- Exercise inputs -

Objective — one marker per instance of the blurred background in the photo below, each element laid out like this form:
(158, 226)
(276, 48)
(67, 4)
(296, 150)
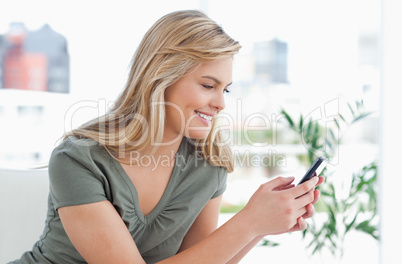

- Exercise -
None of the pictures belong in the copy; transcribe the rest of the data exactly.

- Response to this exercise -
Objective — one marker per instance of the blurred background in the photo below, each element laid out like this form:
(158, 226)
(276, 48)
(67, 4)
(296, 150)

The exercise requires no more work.